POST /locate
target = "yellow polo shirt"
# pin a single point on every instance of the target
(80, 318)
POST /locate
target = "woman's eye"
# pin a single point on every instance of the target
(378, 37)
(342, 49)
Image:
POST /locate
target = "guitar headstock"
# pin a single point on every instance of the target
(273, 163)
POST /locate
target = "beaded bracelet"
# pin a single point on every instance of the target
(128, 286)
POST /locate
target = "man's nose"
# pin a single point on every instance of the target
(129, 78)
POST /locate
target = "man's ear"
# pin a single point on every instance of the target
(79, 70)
● ● ●
Set down all of the entries exactly, please.

POST /locate
target = "yellow polo shirt"
# pin a single point on every instance of the target
(80, 318)
POST /locate
target = "woman's eye"
# pin a single point on every instance of the target
(378, 37)
(342, 49)
Image:
POST /locate
target = "guitar headstock"
# pin a single point on every instance of the target
(273, 163)
POST /locate
target = "beaded bracelet"
# pin a single point on every instance of the target
(128, 286)
POST /locate
target = "man's nose"
# pin a single point on every instance of the target
(129, 78)
POST /locate
target = "man's ear"
# pin a single point on every instance of the target
(79, 70)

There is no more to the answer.